● TASK SET:
1. Rename "euthanasia" as "assisted death" in the text on assisted suicide, and write out the part that begins at the words "8.    When the" and stops after "others do not.".
2. Please shorten the paragraph in the text on assisted suicide that begins "In Oregon, doctors rarely ask", keeping its main facts.
3. In the text on assisted suicide, how long may a lethal dose of drugs sit around the house?

● EXTRACT TO READ:
+++
6.    Psychological evaluation.

  • These are not usually required.
  • Mental health workers have the same prejudices and biases about life with a disability as medical doctors.
  • The opinion is based only on a short visit and the notes and opinions of the referring doctor.  The psychologist or psychiatrist doesn’t have enough information to make a clear and complete decision
  • Mental Health professionals don’t know about community supports and services that can help people live independently.
  • In Oregon, doctors rarely ask for a psychological consultation (only 3% in 2008 and only once in 2011) to check for mental health problems that might cause suicidal feelings.  Nor do they consult with a social worker who could help put home- and community-based services or peer counseling in place to deal with these feelings.

7.    When the method is self-administration …

  • No witness is required when the drugs are taken.  There’s no way to ensure that it’s voluntary.
  • If something goes wrong, there’s no way to help the person.
  • A lethal dose of drugs may sit around the house for weeks or months.

8.    When the method is euthanasia …

  • Doctors sometimes leave it to other staff, like nurses or attendants, to perform the euthanasia, or these staff take it upon themselves.
  • Doctors are trained to heal, not kill.  Many doctors will not want to perform euthanasia, and people who want the service will have to go to a doctor they don’t know.
  • If euthanasia is performed by doctors in hospitals, people may not want to go to the hospital for care, fearing they might be killed.

9.    Informing family members

  • Some laws require that family members be informed, while others do not.
  • Sometimes it’s important to tell family members, so they can provide support or help the person to avoid suicide.
  • Sometimes it can cause problems to tell family members, if the family is threatening or abusing the person who wants to die to avoid the risk that what may look like an assisted suicide is actually a homicide.

10. Reporting of assisted suicides/sanctions for not reporting.
+++
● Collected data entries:
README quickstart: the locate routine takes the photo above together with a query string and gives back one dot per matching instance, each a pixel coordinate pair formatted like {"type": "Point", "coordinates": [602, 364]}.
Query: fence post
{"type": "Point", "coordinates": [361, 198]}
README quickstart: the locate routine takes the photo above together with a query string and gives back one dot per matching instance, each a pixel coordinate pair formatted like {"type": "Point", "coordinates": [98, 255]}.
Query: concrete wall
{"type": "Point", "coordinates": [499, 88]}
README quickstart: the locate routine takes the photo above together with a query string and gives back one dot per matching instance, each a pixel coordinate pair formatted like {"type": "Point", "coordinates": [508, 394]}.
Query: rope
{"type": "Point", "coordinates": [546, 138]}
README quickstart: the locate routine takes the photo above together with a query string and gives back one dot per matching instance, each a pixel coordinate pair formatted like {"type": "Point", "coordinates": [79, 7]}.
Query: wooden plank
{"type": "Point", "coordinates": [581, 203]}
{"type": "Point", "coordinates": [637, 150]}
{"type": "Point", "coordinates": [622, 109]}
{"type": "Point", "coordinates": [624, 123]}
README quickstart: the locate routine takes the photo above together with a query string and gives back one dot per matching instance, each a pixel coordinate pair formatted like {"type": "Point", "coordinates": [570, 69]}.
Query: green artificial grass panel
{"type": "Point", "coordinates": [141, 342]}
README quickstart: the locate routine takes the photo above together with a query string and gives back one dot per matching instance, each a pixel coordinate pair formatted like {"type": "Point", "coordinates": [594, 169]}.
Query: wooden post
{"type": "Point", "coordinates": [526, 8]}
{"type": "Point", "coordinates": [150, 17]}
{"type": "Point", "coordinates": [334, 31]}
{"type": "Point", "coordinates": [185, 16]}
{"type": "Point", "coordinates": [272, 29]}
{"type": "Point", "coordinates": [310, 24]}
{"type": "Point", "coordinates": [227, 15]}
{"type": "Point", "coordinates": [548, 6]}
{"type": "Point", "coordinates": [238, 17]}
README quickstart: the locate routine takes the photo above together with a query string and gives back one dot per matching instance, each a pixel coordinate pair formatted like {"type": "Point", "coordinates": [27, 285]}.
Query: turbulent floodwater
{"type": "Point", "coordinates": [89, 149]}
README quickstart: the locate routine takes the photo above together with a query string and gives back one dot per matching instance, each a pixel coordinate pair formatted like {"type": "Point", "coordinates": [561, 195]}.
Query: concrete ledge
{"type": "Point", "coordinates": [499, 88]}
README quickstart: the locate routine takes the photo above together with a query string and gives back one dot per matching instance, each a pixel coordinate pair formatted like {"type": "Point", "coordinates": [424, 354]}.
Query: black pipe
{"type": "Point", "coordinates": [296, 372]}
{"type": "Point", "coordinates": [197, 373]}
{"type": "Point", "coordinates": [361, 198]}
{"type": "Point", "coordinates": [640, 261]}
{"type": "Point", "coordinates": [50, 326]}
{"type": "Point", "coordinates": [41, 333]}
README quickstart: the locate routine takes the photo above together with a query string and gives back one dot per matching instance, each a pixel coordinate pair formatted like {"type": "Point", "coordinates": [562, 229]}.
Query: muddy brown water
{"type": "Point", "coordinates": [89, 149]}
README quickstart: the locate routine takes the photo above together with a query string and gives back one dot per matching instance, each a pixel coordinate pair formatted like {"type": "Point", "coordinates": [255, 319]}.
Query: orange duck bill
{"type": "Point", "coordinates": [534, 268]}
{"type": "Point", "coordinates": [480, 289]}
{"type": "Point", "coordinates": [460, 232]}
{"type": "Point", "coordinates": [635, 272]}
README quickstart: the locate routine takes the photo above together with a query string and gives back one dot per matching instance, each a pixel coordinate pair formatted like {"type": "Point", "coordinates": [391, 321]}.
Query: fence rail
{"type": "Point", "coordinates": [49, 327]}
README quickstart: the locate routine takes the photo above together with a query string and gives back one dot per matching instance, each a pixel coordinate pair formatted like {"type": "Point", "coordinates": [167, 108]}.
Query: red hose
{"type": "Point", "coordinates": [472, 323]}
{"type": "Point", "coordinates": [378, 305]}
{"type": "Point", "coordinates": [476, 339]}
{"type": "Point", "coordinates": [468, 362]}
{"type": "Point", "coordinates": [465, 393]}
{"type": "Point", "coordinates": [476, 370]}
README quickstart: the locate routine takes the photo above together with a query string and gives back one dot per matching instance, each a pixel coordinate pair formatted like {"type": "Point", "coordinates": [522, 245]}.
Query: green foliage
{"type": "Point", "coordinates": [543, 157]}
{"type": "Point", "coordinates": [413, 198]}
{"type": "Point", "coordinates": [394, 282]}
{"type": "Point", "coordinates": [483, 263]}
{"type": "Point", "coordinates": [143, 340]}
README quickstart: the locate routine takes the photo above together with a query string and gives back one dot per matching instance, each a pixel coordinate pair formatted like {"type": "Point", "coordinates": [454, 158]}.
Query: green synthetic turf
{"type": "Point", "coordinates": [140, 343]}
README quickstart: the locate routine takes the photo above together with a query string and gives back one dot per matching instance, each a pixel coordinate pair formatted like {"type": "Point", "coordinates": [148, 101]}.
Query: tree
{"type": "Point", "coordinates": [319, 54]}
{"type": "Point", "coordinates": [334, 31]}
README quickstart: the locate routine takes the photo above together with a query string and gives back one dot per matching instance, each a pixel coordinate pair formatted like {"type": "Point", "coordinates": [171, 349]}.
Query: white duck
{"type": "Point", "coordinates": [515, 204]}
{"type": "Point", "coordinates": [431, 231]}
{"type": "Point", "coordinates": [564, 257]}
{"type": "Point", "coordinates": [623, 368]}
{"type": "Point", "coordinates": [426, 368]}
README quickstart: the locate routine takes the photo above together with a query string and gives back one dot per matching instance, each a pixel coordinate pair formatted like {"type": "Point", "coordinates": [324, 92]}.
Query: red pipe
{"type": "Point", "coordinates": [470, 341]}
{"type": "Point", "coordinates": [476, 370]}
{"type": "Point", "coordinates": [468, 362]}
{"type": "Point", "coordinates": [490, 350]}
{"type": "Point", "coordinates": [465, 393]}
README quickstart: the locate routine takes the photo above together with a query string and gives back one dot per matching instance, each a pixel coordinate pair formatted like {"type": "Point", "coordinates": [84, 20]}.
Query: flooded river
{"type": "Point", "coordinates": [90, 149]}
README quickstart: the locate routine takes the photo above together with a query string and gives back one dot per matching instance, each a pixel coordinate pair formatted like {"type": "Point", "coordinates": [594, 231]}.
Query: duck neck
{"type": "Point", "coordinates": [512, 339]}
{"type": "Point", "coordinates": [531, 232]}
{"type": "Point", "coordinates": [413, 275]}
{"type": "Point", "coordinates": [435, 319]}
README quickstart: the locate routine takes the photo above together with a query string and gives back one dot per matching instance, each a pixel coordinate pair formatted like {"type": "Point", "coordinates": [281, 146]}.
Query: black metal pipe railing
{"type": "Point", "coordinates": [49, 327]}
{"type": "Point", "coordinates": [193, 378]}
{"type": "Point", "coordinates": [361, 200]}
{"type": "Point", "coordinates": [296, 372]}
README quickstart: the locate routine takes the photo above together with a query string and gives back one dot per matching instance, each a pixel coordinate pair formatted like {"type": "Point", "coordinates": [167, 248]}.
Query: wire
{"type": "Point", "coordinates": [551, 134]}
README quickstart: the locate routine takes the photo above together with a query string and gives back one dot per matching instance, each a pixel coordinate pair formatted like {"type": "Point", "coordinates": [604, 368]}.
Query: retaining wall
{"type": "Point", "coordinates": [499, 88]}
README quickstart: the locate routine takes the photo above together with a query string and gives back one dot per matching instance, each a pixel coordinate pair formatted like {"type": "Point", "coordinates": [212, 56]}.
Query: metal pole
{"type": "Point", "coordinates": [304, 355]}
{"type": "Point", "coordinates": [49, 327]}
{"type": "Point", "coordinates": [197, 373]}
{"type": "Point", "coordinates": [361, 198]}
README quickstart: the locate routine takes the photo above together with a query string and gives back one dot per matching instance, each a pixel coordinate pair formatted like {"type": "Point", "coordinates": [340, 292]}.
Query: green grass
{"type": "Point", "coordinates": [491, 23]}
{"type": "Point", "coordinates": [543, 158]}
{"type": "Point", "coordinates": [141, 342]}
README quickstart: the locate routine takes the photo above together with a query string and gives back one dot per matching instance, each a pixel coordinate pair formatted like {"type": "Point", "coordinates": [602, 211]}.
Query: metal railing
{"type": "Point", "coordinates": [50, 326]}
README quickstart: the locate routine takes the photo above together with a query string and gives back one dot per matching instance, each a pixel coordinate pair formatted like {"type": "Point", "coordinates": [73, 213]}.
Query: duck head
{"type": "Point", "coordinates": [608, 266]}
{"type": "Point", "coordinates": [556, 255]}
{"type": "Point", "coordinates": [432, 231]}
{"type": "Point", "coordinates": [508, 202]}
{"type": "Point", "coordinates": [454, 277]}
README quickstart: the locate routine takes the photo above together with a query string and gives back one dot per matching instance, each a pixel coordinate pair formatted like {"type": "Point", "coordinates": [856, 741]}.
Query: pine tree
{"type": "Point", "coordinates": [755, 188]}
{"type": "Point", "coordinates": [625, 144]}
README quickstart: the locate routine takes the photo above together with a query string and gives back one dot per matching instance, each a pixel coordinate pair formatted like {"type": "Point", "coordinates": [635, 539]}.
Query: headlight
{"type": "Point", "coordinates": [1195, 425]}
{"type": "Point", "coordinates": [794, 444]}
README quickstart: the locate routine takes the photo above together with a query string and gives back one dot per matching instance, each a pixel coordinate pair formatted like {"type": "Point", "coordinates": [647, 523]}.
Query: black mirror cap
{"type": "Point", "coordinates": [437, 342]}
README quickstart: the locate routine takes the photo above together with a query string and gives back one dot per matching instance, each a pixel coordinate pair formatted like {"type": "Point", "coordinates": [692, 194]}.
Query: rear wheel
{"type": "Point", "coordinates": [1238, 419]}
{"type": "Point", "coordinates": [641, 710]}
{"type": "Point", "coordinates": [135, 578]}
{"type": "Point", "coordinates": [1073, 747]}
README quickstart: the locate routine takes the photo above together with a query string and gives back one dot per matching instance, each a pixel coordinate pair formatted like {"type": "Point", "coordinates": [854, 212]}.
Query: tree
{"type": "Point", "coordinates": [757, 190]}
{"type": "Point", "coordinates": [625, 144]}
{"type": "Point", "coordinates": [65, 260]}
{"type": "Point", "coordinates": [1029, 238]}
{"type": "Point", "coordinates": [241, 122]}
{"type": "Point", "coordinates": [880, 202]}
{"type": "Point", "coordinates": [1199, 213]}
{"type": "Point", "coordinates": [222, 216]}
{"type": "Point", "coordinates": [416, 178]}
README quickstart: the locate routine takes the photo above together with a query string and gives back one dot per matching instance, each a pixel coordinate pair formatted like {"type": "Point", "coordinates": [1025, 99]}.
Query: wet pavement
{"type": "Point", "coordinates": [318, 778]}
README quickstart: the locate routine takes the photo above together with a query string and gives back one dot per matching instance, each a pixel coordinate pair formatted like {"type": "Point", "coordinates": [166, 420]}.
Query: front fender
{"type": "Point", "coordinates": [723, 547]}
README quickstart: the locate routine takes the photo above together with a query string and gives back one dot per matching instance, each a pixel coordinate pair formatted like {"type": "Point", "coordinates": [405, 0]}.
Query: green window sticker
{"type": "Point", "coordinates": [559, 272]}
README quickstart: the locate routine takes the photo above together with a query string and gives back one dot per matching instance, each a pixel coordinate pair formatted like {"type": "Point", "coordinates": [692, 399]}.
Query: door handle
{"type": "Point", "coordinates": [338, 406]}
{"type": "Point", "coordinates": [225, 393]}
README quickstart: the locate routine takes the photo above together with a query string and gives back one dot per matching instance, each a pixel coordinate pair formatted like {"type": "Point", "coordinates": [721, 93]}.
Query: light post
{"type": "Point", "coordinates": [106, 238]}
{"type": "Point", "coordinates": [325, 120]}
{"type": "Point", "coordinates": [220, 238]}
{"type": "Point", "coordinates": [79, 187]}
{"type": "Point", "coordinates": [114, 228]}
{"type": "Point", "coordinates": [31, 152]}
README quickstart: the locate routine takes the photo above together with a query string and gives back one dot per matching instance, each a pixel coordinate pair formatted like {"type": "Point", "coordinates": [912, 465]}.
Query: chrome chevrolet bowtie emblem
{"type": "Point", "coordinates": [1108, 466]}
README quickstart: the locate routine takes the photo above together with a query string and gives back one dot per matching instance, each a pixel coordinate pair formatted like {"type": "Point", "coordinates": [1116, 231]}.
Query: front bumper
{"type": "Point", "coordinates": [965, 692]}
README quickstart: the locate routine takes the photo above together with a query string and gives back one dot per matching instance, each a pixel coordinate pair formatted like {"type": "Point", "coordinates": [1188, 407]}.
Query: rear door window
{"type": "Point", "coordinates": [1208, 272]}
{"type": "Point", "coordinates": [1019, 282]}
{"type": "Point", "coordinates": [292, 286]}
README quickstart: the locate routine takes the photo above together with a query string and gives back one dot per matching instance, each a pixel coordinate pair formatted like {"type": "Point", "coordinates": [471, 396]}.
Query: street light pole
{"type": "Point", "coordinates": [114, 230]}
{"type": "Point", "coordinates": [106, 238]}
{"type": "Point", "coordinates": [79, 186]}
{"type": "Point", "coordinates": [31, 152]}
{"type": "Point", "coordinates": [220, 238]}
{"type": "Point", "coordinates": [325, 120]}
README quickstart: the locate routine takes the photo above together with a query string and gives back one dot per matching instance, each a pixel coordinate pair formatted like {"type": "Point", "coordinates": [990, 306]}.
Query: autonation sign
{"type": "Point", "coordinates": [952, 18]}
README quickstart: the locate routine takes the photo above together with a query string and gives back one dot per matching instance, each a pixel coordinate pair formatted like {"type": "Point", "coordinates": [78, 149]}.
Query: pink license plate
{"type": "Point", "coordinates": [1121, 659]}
+++
● RESPONSES FOR EACH TASK:
1.
8.    When the method is assisted death …

  • Doctors sometimes leave it to other staff, like nurses or attendants, to perform the assisted death, or these staff take it upon themselves.
  • Doctors are trained to heal, not kill.  Many doctors will not want to perform assisted death, and people who want the service will have to go to a doctor they don’t know.
  • If assisted death is performed by doctors in hospitals, people may not want to go to the hospital for care, fearing they might be killed.

9.    Informing family members

  • Some laws require that family members be informed, while others do not.

2. Oregon doctors seldom request a psychological consultation to check for mental health problems that might cause suicidal feelings (only 3% in 2008 and once in 2011). They also don't consult social workers who could set up home- and community-based services or peer counseling to address those feelings.

3. For weeks or months.